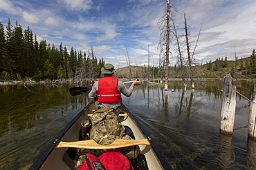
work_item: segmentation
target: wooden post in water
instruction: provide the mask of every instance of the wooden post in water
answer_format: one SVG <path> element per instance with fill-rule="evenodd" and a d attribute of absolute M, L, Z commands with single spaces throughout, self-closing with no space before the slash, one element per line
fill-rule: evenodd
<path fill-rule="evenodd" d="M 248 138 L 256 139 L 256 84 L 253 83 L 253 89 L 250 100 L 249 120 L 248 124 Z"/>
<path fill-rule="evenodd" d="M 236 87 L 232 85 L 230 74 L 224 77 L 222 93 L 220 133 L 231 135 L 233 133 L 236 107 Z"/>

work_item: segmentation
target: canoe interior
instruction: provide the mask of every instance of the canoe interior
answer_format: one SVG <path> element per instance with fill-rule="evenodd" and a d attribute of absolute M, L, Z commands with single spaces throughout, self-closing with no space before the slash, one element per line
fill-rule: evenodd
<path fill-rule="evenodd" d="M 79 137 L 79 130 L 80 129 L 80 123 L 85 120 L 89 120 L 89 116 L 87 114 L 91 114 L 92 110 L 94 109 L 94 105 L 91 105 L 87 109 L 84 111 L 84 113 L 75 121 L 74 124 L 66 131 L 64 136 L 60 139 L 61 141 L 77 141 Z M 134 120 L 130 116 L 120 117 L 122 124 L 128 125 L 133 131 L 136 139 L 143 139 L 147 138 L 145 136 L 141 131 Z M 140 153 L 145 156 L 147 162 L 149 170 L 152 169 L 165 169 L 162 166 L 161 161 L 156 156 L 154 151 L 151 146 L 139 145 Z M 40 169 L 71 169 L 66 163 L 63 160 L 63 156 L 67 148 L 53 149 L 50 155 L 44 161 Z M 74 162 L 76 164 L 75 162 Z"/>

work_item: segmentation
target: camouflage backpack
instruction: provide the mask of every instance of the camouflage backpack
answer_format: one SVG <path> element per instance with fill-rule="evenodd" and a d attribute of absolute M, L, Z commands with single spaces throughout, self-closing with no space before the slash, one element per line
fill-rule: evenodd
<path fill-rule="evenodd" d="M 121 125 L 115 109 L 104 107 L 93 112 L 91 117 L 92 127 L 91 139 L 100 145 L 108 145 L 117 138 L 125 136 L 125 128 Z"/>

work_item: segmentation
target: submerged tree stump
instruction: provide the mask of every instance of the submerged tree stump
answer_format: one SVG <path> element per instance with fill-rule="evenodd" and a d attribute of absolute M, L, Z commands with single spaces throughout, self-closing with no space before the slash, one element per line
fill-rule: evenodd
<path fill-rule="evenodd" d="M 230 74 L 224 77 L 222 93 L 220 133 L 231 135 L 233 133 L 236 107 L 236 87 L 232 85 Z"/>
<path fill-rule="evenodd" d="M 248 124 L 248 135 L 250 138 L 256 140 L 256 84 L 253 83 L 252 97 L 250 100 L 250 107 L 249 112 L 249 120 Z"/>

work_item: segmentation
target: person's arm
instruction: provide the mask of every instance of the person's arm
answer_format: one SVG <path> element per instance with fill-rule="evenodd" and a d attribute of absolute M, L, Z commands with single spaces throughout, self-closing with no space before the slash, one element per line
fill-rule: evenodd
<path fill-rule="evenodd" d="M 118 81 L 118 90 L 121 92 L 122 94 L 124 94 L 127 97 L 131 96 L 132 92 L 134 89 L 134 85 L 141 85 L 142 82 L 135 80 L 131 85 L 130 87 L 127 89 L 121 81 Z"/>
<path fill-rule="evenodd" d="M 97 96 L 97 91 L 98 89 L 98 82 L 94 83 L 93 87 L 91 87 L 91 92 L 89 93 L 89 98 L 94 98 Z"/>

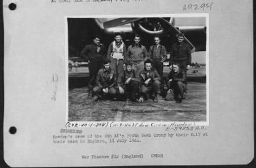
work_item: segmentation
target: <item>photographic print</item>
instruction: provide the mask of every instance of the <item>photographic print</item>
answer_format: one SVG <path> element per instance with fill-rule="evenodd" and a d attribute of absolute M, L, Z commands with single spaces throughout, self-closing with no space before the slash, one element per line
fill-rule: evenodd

What is asked -> Format the lines above as a numbered list, skipping blank lines and omitting the pictures.

Task response ->
1. work_item: segmentation
2. target: wooden post in water
3. instruction: provide the mask of every instance of the wooden post in water
4. answer_format: one SVG <path> element per instance with fill-rule="evenodd" and a d attribute of absolute M, L, Z commands with single spaces throughout, self-closing with no space before the slash, one element per line
5. fill-rule: evenodd
6. <path fill-rule="evenodd" d="M 248 138 L 256 139 L 256 84 L 253 83 L 253 89 L 250 100 L 249 120 L 248 124 Z"/>
7. <path fill-rule="evenodd" d="M 236 87 L 232 85 L 230 74 L 224 77 L 222 93 L 220 133 L 231 135 L 233 133 L 236 107 Z"/>
8. work_item: segmentation
9. target: canoe interior
10. instruction: provide the mask of every instance of the canoe interior
11. answer_format: one SVG <path> element per instance with fill-rule="evenodd" and a d attribute of absolute M, L, Z commands with single spaces throughout, self-closing with no space before the slash, one element per line
12. fill-rule: evenodd
13. <path fill-rule="evenodd" d="M 79 137 L 79 130 L 80 129 L 80 123 L 85 120 L 89 120 L 89 116 L 87 114 L 91 114 L 92 110 L 94 109 L 94 105 L 91 105 L 87 109 L 84 111 L 84 113 L 75 121 L 74 124 L 66 131 L 64 136 L 60 139 L 61 141 L 77 141 Z M 134 120 L 130 116 L 120 117 L 122 124 L 128 125 L 133 131 L 136 139 L 143 139 L 147 138 L 145 136 L 141 131 Z M 140 153 L 145 156 L 147 162 L 149 170 L 152 169 L 165 169 L 162 166 L 161 161 L 156 156 L 154 151 L 151 146 L 139 145 Z M 40 169 L 71 169 L 66 163 L 63 160 L 63 156 L 67 148 L 53 149 L 50 155 L 44 161 Z M 74 162 L 76 164 L 75 162 Z"/>
14. work_item: segmentation
15. target: camouflage backpack
16. instruction: provide the mask of every instance of the camouflage backpack
17. answer_format: one SVG <path> element per instance with fill-rule="evenodd" and a d attribute of absolute M, L, Z commands with single spaces throughout, self-closing with no space before the slash, one element per line
18. fill-rule: evenodd
19. <path fill-rule="evenodd" d="M 121 125 L 115 109 L 104 107 L 93 112 L 91 117 L 92 127 L 91 139 L 100 145 L 108 145 L 117 138 L 125 136 L 125 128 Z"/>
20. work_item: segmentation
21. target: submerged tree stump
22. instruction: provide the mask of every instance of the submerged tree stump
23. answer_format: one SVG <path> element per instance with fill-rule="evenodd" and a d attribute of absolute M, L, Z commands with single spaces throughout, self-closing with no space before the slash, one element per line
24. fill-rule: evenodd
25. <path fill-rule="evenodd" d="M 230 74 L 224 77 L 222 93 L 220 133 L 231 135 L 233 133 L 236 107 L 236 87 L 232 85 Z"/>
26. <path fill-rule="evenodd" d="M 248 124 L 248 135 L 250 138 L 256 140 L 256 84 L 253 83 L 252 97 L 250 100 L 250 107 L 249 112 L 249 120 Z"/>
27. work_item: segmentation
28. target: person's arm
29. instruction: provide the mask of every instance of the person's arm
30. answer_format: one SVG <path> element per instance with fill-rule="evenodd" and a d attribute of absolute M, L, Z commands with single spaces throughout, self-closing with no space before the slash, one element per line
31. fill-rule: evenodd
32. <path fill-rule="evenodd" d="M 118 81 L 118 90 L 121 92 L 122 94 L 124 94 L 127 97 L 131 96 L 132 92 L 134 89 L 134 85 L 141 85 L 142 82 L 135 80 L 131 85 L 130 87 L 127 89 L 121 81 Z"/>
33. <path fill-rule="evenodd" d="M 97 96 L 97 91 L 98 89 L 98 82 L 94 83 L 93 87 L 91 87 L 91 92 L 89 93 L 89 98 L 94 98 Z"/>
34. work_item: segmentation
35. target: <item>photographic print</item>
36. instruction: provide the mask of every instance of the <item>photographic print</item>
37. answer_format: one SVG <path> element per instance with fill-rule="evenodd" and a d attribute of absolute M, L, Z commands with single spaces throughout, self-closing with no space before the slash, one element per line
38. fill-rule: evenodd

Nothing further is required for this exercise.